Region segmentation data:
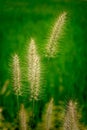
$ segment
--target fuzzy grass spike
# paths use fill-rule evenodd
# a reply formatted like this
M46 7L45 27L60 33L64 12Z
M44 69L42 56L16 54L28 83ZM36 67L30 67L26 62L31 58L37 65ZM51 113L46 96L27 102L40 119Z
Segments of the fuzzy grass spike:
M28 79L30 82L31 99L38 100L40 92L40 58L37 54L36 45L31 39L28 52Z
M51 36L48 40L48 45L46 46L47 57L49 58L53 58L57 53L57 42L59 42L60 35L62 34L64 25L66 23L66 15L66 12L62 13L53 26Z
M20 71L20 61L17 54L13 56L13 85L15 94L21 95L21 71Z

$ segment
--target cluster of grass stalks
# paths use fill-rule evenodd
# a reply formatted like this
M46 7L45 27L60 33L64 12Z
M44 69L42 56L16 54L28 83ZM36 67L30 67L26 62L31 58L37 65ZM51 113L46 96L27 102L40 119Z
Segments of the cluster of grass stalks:
M51 35L46 45L46 57L48 59L55 58L59 51L59 39L64 31L66 24L67 13L63 12L57 19L53 26ZM41 91L43 91L41 82L41 58L38 54L36 43L32 38L27 52L27 80L29 93L28 108L25 103L19 100L23 98L22 87L22 73L20 67L20 59L17 54L13 56L12 61L12 77L13 77L13 90L17 96L18 105L18 125L16 129L20 130L85 130L79 120L79 112L77 111L77 103L69 100L67 107L63 105L55 105L54 99L51 97L49 102L43 105L41 117L39 117L40 108L39 104L42 101ZM50 60L49 60L50 64ZM46 92L46 91L45 91ZM45 94L44 94L45 95ZM60 108L59 108L60 107ZM2 125L2 109L0 108L0 126ZM13 127L13 130L15 128Z

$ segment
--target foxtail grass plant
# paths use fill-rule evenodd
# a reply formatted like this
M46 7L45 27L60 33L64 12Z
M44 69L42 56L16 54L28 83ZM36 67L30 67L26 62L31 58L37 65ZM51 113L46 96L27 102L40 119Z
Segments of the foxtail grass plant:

## Exercise objective
Put every line of the material above into a Markdown table with the columns Row and Line, numbering the rows and skipping blank lines. Omit the pictures from the table.

## Expected answer
| Row | Line |
|---|---|
| 1 | $ segment |
| 2 | --target fuzzy grass spike |
| 3 | # paths use fill-rule evenodd |
| 4 | # a reply formatted like this |
| 5 | M46 7L45 27L60 33L64 12Z |
| 6 | M44 69L42 56L16 54L28 83ZM36 67L30 67L26 62L31 58L37 65ZM51 113L46 96L27 102L40 119Z |
| 7 | Segments of the fuzzy grass spike: |
| 8 | M28 79L30 82L31 99L38 100L40 92L40 58L37 54L36 45L31 39L28 52Z |
| 9 | M51 36L48 40L48 45L46 46L47 57L49 58L53 58L57 53L57 42L59 42L60 35L62 34L64 25L66 23L66 15L66 12L62 13L53 26Z |
| 10 | M20 71L20 61L17 54L13 56L13 85L15 94L21 95L21 71Z |
| 11 | $ segment |
| 12 | --target cluster of grass stalks |
| 13 | # paths use fill-rule evenodd |
| 14 | # a reply formatted like this |
| 15 | M46 7L45 27L60 33L64 12Z |
| 16 | M44 69L42 56L16 54L28 83ZM36 67L30 67L26 62L31 58L37 65ZM51 113L46 96L27 102L40 119Z |
| 17 | Segments of the cluster of grass stalks: |
| 18 | M51 35L46 45L46 57L48 59L55 58L59 51L59 39L64 31L66 24L67 13L63 12L57 19L53 26ZM41 91L43 91L41 82L41 58L38 54L36 43L32 38L27 52L27 80L29 93L28 108L25 103L19 100L23 98L22 87L22 73L20 67L20 59L17 54L13 56L12 61L12 77L13 77L13 90L17 96L18 105L18 125L16 129L20 130L85 130L79 120L79 112L77 111L77 103L69 100L67 107L63 105L55 105L54 99L51 97L49 102L43 105L41 117L39 117L40 108L39 104L42 101ZM50 60L49 60L50 64ZM46 92L46 91L45 91ZM45 94L44 94L45 95ZM60 108L59 108L60 107ZM2 125L2 109L0 108L0 126ZM13 127L13 130L15 128Z |
| 19 | $ segment |
| 20 | --target foxtail grass plant |
| 21 | # paths use fill-rule evenodd |
| 22 | # a reply formatted like this |
| 23 | M46 7L45 27L60 33L64 12Z |
| 24 | M44 69L42 56L16 54L28 83ZM36 67L30 67L26 62L31 58L37 65ZM51 113L46 96L27 102L40 119Z |
| 25 | Segments of the foxtail grass plant: |